[WORKING DATA]

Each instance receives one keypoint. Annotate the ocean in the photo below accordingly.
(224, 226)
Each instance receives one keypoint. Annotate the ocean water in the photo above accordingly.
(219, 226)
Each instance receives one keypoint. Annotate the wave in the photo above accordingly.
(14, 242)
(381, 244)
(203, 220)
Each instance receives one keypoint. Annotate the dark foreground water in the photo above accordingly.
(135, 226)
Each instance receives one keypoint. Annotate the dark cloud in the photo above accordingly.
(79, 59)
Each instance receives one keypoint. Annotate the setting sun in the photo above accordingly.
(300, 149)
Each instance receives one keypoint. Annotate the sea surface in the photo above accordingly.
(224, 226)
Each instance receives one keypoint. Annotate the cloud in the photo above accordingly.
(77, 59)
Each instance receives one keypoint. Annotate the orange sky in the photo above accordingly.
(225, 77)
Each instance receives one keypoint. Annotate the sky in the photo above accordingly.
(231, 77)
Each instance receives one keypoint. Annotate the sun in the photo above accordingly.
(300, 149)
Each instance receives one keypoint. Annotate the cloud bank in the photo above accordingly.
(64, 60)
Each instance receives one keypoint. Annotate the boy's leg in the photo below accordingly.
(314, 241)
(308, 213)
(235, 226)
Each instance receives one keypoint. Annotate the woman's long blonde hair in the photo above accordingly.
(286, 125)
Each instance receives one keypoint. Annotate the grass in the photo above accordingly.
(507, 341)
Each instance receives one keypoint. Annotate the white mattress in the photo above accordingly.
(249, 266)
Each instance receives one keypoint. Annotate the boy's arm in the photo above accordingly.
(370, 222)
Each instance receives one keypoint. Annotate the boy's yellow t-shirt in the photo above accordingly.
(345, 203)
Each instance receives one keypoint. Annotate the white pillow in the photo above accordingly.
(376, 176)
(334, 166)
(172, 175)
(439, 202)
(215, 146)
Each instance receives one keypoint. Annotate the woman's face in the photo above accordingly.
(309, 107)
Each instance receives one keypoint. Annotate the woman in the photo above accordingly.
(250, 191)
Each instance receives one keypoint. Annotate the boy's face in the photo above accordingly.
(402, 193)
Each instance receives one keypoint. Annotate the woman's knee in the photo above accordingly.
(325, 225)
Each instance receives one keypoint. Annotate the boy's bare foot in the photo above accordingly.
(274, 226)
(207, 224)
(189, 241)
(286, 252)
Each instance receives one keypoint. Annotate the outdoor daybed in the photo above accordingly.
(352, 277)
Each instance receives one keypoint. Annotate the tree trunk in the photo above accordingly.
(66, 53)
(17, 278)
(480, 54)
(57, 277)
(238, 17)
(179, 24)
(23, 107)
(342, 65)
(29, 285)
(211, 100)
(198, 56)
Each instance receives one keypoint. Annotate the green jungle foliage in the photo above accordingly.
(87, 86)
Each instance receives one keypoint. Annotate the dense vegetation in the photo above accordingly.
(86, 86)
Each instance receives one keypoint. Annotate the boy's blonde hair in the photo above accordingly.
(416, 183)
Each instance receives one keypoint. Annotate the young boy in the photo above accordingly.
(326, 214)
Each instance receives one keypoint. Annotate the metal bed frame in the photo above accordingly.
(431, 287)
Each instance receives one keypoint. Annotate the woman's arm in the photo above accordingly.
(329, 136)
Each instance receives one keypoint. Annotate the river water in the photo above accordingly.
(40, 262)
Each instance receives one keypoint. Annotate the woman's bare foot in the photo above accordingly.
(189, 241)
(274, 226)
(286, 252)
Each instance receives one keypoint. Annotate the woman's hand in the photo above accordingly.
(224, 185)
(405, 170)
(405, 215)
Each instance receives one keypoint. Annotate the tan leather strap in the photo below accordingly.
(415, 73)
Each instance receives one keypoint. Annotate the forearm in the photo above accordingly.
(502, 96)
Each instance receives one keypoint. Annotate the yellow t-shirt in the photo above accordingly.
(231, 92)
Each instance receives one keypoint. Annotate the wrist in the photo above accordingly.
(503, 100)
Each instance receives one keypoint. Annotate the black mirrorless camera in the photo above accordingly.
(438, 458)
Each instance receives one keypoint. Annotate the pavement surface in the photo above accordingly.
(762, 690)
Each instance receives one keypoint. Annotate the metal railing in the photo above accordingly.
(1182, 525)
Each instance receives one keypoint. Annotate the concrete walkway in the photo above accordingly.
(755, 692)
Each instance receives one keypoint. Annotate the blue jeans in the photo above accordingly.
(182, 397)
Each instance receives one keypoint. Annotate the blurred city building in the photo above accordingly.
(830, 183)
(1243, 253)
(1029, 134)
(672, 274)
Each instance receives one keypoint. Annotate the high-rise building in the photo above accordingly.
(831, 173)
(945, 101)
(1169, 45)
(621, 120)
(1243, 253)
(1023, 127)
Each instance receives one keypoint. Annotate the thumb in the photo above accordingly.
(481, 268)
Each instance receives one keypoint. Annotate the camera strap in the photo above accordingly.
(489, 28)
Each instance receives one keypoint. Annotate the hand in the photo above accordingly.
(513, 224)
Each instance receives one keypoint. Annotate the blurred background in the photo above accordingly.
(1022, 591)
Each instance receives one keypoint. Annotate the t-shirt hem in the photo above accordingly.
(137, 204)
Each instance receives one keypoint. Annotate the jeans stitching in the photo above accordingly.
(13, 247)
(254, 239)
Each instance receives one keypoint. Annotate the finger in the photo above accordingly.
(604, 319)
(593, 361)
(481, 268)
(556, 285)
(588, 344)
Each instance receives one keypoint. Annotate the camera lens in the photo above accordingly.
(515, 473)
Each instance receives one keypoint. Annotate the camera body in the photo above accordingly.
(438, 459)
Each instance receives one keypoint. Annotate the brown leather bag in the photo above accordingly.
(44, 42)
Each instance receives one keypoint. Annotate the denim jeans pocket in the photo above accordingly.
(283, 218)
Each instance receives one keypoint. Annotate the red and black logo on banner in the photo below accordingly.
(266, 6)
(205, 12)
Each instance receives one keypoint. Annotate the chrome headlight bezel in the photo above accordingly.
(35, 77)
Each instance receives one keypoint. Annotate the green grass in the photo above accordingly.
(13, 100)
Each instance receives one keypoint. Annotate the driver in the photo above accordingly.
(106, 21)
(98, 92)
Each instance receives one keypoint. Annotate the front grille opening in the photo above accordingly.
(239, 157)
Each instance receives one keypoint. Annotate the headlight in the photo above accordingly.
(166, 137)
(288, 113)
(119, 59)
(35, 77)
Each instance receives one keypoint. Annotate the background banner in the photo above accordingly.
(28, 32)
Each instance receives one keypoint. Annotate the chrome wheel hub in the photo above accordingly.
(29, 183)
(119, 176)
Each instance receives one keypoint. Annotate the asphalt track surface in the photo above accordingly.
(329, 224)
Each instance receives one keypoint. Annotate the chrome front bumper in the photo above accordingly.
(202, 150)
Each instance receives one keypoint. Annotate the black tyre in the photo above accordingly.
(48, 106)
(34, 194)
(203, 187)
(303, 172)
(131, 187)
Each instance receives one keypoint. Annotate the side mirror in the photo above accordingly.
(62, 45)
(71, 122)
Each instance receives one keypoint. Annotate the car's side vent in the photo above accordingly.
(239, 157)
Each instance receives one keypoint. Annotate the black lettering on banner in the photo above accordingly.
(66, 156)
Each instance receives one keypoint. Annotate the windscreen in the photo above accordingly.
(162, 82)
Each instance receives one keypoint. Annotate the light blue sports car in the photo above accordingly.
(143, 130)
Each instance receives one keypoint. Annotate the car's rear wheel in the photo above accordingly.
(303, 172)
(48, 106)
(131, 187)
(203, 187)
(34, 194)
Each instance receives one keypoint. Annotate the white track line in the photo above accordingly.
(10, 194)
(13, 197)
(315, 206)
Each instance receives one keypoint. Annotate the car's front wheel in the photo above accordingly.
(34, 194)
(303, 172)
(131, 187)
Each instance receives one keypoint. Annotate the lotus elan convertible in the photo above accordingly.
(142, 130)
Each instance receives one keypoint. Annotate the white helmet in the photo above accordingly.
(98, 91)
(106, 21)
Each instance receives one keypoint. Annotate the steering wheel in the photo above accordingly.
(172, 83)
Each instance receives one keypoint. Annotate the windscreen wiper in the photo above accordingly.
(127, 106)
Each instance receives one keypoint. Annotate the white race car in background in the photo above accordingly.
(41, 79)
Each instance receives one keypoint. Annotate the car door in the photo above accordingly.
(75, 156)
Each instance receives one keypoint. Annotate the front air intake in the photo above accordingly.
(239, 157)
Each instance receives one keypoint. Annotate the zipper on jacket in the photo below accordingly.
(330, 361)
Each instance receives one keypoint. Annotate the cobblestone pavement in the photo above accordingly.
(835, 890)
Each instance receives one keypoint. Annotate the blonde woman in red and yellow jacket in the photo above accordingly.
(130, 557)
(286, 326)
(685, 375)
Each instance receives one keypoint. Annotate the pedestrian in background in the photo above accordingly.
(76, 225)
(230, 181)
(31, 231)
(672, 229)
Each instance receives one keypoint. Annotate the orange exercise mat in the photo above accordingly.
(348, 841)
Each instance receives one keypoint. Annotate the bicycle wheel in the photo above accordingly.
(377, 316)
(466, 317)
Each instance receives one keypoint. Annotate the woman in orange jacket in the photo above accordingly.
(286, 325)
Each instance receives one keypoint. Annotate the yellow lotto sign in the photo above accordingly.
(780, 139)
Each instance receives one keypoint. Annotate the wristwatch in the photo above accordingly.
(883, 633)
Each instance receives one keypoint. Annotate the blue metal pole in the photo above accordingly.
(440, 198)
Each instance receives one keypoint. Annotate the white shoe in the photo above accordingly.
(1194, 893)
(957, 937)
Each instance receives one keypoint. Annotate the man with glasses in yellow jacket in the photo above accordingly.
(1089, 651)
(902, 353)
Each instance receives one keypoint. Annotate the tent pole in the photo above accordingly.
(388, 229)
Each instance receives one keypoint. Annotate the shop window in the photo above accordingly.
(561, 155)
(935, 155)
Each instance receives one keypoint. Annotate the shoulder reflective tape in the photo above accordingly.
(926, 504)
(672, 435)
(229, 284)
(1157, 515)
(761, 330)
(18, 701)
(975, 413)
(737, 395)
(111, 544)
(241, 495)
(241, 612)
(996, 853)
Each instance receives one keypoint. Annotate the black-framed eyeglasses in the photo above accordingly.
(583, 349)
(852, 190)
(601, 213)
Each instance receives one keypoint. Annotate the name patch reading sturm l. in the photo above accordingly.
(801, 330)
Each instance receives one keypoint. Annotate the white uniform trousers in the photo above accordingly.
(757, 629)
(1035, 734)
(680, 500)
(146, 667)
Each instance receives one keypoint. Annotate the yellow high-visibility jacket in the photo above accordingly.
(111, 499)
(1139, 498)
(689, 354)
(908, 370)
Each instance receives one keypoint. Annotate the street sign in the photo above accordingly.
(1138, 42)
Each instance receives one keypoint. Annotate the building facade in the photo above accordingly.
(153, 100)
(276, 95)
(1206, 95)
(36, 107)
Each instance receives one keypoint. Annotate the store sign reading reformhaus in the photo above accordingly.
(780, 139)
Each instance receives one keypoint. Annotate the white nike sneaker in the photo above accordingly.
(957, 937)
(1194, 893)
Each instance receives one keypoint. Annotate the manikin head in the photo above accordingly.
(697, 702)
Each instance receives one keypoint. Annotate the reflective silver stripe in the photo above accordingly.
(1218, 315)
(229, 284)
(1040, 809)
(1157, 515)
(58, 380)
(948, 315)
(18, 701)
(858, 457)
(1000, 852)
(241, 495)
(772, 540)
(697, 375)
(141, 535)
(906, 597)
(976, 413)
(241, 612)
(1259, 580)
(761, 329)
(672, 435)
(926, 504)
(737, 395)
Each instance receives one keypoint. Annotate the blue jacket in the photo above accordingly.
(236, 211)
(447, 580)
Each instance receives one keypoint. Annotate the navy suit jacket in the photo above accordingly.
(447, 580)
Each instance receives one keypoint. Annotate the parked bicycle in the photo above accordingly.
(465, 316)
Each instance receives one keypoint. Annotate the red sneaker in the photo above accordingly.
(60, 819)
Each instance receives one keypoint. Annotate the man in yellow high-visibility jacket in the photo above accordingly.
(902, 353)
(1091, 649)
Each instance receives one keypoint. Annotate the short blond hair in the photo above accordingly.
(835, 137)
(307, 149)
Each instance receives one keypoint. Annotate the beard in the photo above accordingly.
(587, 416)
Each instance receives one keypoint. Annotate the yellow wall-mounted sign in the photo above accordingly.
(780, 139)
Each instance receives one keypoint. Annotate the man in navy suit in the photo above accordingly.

[/WORKING DATA]

§ TASK INSTRUCTIONS:
When you reach the line that contains "wall-mounted sign in the photo above accordingly." in the material above, please copy it and every line after it exactly, stopping only at the last line.

§ ANSWER SECTION:
Each instance receives one keypoint. Annotate the yellow wall-mounted sign in the photo above accordingly.
(780, 139)
Each instance receives one keypoint. Annotate the man in navy suit in the photo above accordingly.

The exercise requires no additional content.